_Extract_:

My Story:

My grandmother was diagnosed with Alzheimer’s dementia in 1983. She was a kind person, with a gentle heart, compassionate nature and warm smile. Growing up, visits to her home were the highlight of my summer.

When she was diagnosed with AD, not much was known about the disease. They often called it senile dementia back then. As was and is often the case, the caregiving fell to my aunt and the brothers (my dad included) did everything else. They took care of the property, managed finances, filed taxes and pitched in funds to pay for someone to give my aunt a break occasionally. It was truly collaborative and still exhausting and at times overwhelming to my family. I never heard my aunt complain but I could see when grandma moved in with her, how the supervision and care took over her life.

I wanted to help, I wanted to know more, so I changed my major in college to Gerontology and wrote my senior thesis on Alzheimer’s. I scoured the health library at Stanford University and any other peer reviewed science or medical journals I could find. Not much to find.

Aside from little being known about the disease, there were very few services. No adult day programs, in-home care agencies, companion services, transportation, meal services, home monitoring systems, dementia activity ideas and other tools to make things better and easier. No support groups, education, formal peer support or therapy services or coaching specific to aging and dementia. I decided I wanted to do something about that. And I have for almost 30 years.

_Extracted information_:

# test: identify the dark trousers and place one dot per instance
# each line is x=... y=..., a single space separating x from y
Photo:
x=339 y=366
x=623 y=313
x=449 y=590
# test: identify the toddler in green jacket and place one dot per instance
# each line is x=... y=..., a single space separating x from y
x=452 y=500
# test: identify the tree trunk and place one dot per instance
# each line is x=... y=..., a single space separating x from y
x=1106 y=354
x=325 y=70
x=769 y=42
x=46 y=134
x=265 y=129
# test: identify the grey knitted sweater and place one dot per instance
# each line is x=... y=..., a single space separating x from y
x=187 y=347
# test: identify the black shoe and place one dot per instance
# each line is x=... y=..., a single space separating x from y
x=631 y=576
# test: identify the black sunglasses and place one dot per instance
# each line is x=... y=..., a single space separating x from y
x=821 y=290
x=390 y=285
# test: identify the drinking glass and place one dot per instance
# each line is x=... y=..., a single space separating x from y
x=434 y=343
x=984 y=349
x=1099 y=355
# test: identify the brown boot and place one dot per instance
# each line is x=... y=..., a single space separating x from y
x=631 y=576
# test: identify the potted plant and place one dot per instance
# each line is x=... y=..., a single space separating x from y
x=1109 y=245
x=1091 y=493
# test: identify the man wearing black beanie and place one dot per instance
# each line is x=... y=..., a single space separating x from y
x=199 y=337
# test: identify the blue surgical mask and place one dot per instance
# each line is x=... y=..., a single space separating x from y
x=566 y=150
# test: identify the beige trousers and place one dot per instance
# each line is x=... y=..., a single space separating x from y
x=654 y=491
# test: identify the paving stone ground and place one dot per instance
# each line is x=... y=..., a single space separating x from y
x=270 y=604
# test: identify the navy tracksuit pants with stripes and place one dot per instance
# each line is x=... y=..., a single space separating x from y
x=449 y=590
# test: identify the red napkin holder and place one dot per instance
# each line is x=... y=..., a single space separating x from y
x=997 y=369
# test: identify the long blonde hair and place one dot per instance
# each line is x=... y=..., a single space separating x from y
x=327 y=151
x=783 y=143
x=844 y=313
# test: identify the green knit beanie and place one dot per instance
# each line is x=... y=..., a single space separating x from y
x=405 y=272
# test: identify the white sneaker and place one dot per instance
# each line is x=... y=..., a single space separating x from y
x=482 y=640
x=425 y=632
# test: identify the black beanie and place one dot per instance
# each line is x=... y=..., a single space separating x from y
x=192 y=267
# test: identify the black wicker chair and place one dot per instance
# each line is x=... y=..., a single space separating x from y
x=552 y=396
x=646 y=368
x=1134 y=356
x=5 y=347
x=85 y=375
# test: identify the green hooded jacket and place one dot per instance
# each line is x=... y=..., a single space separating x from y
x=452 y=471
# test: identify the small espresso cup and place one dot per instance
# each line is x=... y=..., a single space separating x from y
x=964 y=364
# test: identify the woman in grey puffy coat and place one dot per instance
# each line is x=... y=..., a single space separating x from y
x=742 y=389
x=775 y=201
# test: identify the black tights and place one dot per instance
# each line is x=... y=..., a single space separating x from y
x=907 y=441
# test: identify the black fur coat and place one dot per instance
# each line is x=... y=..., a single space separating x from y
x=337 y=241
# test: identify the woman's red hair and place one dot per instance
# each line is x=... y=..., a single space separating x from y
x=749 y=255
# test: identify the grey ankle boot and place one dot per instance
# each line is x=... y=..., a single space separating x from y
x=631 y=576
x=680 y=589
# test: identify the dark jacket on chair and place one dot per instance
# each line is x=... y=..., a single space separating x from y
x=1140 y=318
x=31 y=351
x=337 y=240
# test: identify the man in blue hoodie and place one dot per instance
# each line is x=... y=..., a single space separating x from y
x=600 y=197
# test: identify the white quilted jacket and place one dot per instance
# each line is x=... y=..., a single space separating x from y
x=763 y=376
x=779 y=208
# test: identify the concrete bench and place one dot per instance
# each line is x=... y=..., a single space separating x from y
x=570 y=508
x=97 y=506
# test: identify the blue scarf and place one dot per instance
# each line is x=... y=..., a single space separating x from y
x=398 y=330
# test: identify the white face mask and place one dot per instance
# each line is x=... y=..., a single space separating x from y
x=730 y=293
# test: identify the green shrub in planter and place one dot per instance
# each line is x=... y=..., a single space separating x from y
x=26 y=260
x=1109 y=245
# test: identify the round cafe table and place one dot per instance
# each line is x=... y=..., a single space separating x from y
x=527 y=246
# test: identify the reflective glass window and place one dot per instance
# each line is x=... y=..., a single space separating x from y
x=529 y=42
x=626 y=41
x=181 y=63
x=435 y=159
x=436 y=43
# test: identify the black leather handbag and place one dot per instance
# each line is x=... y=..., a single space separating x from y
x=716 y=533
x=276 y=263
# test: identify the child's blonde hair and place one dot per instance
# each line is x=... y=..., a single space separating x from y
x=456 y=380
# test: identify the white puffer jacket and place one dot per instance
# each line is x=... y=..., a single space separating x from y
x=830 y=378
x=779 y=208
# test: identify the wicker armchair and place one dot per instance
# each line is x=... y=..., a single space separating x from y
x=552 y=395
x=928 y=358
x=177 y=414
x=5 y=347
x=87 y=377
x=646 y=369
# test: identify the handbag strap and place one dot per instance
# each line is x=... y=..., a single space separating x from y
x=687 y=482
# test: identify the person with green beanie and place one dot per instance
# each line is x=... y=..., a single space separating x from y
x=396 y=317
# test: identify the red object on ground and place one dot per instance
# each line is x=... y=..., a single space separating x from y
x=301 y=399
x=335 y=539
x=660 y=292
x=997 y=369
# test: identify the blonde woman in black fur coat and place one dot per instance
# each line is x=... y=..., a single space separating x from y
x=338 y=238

_Required action A_:
According to the personal story about the grandmother with Alzheimer's, what things did the brothers do while the aunt handled the caregiving?
_Required action B_:
Carry on the personal story about the grandmother with Alzheimer's from the point where it stops.
The rows play no part in this work and can be set aside.

_Final answer A_:
- Took care of the property
- Managed finances
- Filed taxes
- Pitched in funds to pay for someone to give the aunt a break occasionally

_Final answer B_:
Professionally:

I have been fortunate to serve seniors and their families in a variety of settings. I have been a site director at an Adult Day Center, administer of an Assisted Living Facility, State Certified Ombudsman, Director of Camp for Caring through Family Caregiver Alliance (a camp for brain injured adults) and for the past 21 years have worked for the Alzheimer’s Association providing coaching and support to families and people living with the disease and community and professional education. 

As a Geriatric Care Manager since 2009, I have provided support to many families and elders. While I am a recognized content expert at the Alzheimer’s Association on Alzheimer’s and related dementia’s, I have also worked with seniors who have other illnesses; such as Parkinson’s disease, and physical conditions such as diabetes, heart disease, and hearing and vision deficits and those folks who are becoming physically frail. And of course there are the complicated personal and family situations to help people navigate.

Personally:

I live in Oceano with my husband and my cats. I have three grown children that are more precious to me than I can articulate. I love to garden, hike, sing, dance, cook, eat and I am a lifelong learner.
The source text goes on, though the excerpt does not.